TASK LIST:
a: According to the commentary, what share of Americans have no access to public transit?
b: Please reproduce the commentary word for word, between "Biden can continue" and "with just solutions.", inclusive.

SOURCE EXTRACT:
= Beginning of Section =
Several points. The bipartisan bill is the lesser of two bills in the works. Democrats are hoping to use reconciliation to pass a far more ambitious bill — although the usual suspects with their chronic concerns about spending too much are making the usual objection, but are now getting pushback.
Basav Sen is concerned Biden may give ground in pursuit of ‘bipartisanship’.
Meanwhile, there has been some worrying backtracking by the White House on the reconciliation package.
The administration has suggested it won’t support any more funding in the reconciliation bill for items already funded by the bipartisan deal. This includes mass transit and vehicle electrification, both critical to tackling the climate crisis—and both areas where the bipartisan deal cuts funding to unacceptably low levels.
This is nothing short of political cowardice. It’s an exercise in futility as well, since even the bipartisan bill faces a rocky road in the Senate.
In a hopeful development, a growing number of progressive House members are expressing frustration with the bipartisan Senate negotiations, both in private and at a public rally. Hopefully they can use their political leverage to ensure that we get a just infrastructure bill.
But ultimately, a lot depends on Biden.
Biden can continue down the dangerous road of pursuing “bipartisanship.” Or he can reverse course and tell the “Exxon 11” and their colleagues that the bipartisan deal is a nonstarter. Instead, he must demand a plan that actually addresses today’s crises with just solutions.
A bipartisan shit sandwich is still a shit sandwich. We need better.
It’s not a done deal yet — the House and the Senate have to hammer out the differences between their versions, and it still has to be voted on to pass in both chambers. So…
Contact your Representatives and let them know in no uncertain terms that climate MUST be a priority. Ditto for your Senators — especially the Exxon 11. It’s end of the month time — they’re all out there begging for money.
And while you’re at it, dropping Biden a line wouldn’t hurt either. Also let Pete Buttigieg know we need some priorities adjusted.
Again from Basav Sen:
The truth is, we need a freeze on all highway expansion, except under the rarest circumstances (for example, expanding evacuation routes out of disaster-prone areas).
To the extent that we’re spending federal money on roads, we should be investing in pedestrian and bicycle safety infrastructure and repairing structurally unsound bridges. And aid for other roadway maintenance, such as repairing potholes, should be conditioned on a highway expansion freeze.
Expanding highways to alleviate congestion is a losing proposition, because growing capacity leads to growing traffic, a phenomenon known as “induced demand.” And this, of course, leads to more pollution, carbon emissions and traffic deaths.
Instead, we should stop subsidizing sprawl and spend those savings on our resource-starved mass transit systems. Currently, as many as 45% of Americans have no access to public transit. Many of the remaining 55% may only have access to a bus that runs once every hour and stops running by 6 p.m., perhaps only on weekdays.
Like new fossil fuel pipelines, we need to start making highway expansion politically toxic. Let’s dump highways and invest in transit.
Some work to make existing highways better adapted to withstand the ‘new normal’ climate is probably in order as well… as is the case for ALL of our infrastructure.
I would consider it a personal favor if you would throw in a mention of Solutionary Rail while sending out those cards and letters — and don’t forget to contact state and local politicians as well.
= End of Section =
DATASET RECORDS:
= Beginning of Section =
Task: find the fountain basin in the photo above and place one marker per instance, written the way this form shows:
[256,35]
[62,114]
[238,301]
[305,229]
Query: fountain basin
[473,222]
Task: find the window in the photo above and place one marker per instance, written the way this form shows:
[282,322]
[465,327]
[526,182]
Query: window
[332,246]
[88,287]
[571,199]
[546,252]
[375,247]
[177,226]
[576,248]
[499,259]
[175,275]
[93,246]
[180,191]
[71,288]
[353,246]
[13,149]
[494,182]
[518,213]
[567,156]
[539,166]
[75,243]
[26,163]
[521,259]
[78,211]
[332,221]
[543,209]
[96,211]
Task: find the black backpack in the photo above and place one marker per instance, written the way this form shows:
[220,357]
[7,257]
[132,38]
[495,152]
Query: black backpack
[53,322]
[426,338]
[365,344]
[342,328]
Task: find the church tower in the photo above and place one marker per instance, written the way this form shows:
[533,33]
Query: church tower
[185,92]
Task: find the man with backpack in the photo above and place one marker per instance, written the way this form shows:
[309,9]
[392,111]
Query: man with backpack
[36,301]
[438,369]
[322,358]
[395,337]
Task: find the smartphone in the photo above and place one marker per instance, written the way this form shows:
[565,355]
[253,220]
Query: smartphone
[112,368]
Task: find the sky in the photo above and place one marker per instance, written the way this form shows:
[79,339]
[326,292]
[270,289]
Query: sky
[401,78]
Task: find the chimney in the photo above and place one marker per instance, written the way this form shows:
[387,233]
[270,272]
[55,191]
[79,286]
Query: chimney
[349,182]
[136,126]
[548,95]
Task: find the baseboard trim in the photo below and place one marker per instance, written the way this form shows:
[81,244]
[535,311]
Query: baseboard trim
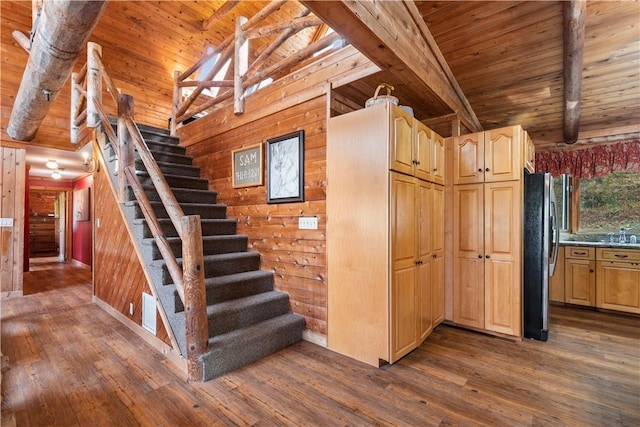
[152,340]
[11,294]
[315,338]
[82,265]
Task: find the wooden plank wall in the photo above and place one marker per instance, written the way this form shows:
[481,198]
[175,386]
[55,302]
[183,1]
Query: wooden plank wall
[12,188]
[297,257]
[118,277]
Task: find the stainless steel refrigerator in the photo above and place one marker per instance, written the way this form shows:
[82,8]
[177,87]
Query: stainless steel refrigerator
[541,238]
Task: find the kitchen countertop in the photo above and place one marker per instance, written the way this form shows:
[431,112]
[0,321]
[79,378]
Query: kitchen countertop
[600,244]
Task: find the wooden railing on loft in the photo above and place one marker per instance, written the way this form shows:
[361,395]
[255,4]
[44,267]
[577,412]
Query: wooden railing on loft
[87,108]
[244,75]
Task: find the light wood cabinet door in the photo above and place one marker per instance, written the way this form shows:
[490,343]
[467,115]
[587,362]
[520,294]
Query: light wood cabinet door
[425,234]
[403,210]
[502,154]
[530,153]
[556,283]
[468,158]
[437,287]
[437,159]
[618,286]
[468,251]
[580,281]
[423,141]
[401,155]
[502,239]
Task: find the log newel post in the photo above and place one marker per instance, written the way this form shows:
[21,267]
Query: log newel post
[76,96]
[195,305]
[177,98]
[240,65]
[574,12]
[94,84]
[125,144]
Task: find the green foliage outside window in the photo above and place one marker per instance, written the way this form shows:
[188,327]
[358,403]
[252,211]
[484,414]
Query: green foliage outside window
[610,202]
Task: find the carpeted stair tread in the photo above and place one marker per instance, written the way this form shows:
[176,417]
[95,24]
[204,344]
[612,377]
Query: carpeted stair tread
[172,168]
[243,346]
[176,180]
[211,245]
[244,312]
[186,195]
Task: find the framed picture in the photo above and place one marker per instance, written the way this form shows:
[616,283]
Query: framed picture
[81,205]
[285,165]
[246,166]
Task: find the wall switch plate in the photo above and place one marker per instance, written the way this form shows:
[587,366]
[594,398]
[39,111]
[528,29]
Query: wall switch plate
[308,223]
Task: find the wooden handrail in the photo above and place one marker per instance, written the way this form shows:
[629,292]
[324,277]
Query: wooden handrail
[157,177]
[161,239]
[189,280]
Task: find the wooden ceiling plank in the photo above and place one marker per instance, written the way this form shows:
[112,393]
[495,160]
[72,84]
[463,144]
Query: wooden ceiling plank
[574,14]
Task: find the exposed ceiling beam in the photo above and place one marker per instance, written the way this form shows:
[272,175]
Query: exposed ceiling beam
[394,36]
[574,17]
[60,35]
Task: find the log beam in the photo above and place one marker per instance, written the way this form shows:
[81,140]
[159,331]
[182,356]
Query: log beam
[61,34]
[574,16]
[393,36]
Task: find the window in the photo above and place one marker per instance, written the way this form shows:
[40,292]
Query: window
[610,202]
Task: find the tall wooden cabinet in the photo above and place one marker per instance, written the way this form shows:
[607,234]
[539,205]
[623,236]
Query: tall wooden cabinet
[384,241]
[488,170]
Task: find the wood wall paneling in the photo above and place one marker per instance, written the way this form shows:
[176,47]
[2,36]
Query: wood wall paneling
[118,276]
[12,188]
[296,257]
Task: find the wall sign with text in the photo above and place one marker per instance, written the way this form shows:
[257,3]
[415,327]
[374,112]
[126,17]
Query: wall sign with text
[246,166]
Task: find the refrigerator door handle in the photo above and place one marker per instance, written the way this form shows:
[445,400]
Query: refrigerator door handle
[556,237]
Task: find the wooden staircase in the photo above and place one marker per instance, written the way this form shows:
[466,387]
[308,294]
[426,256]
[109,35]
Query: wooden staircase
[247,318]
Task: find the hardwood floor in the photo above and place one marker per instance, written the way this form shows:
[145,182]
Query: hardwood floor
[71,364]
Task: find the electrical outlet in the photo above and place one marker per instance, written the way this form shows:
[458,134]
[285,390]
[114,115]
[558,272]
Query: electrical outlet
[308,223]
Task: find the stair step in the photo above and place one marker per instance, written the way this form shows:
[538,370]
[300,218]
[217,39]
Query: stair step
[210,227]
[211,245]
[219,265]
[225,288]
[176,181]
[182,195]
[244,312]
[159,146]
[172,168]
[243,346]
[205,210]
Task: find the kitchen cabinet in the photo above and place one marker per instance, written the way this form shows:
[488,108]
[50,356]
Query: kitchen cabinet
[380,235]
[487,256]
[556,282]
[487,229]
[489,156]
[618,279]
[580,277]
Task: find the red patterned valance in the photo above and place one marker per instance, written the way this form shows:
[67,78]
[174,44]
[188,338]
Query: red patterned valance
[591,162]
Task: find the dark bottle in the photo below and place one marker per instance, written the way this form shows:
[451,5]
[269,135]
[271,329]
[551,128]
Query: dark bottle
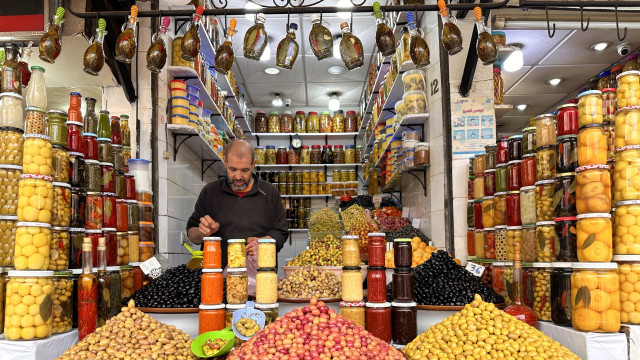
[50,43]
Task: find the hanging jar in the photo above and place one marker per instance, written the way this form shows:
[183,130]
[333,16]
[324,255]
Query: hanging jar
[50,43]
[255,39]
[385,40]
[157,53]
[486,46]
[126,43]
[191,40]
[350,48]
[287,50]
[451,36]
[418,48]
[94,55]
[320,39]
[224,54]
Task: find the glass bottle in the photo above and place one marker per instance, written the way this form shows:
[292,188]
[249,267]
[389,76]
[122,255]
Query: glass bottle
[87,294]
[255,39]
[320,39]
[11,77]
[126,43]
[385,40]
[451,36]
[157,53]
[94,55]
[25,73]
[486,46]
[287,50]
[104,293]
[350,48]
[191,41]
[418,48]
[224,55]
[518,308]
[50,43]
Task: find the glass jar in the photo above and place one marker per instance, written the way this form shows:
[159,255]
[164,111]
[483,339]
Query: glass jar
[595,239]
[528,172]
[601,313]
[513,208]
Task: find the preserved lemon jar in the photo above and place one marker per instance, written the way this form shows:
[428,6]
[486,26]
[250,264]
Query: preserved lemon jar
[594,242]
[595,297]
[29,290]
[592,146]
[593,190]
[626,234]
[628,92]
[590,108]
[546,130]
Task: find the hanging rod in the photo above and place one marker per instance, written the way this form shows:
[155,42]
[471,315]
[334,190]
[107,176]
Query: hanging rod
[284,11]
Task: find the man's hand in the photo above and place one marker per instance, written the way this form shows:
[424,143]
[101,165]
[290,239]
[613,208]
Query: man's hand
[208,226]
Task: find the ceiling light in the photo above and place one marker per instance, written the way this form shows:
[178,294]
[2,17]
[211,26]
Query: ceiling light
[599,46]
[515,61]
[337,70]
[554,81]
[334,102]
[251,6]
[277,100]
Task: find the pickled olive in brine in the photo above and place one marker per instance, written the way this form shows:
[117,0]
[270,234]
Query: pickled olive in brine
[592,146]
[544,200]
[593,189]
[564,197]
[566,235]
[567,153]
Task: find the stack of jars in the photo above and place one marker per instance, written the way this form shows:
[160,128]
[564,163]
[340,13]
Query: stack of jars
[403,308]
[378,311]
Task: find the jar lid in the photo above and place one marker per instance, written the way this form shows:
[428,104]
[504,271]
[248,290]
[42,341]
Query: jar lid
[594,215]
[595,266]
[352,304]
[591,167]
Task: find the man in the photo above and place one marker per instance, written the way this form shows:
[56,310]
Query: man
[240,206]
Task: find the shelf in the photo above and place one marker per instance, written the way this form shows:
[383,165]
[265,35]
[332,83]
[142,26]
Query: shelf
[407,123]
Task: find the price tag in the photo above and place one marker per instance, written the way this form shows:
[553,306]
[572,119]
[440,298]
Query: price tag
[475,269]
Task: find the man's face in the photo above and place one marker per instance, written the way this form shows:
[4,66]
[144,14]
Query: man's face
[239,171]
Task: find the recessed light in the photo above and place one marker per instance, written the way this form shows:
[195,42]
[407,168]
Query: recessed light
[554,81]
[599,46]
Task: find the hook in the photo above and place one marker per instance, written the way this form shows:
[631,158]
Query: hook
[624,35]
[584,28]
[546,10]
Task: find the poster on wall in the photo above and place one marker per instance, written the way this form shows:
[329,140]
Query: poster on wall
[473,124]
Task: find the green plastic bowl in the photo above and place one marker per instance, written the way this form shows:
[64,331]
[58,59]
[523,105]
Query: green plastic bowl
= End of Section =
RESULTS FOR THE EXERCISE:
a: As many as 45%.

b:
Biden can continue down the dangerous road of pursuing “bipartisanship.” Or he can reverse course and tell the “Exxon 11” and their colleagues that the bipartisan deal is a nonstarter. Instead, he must demand a plan that actually addresses today’s crises with just solutions.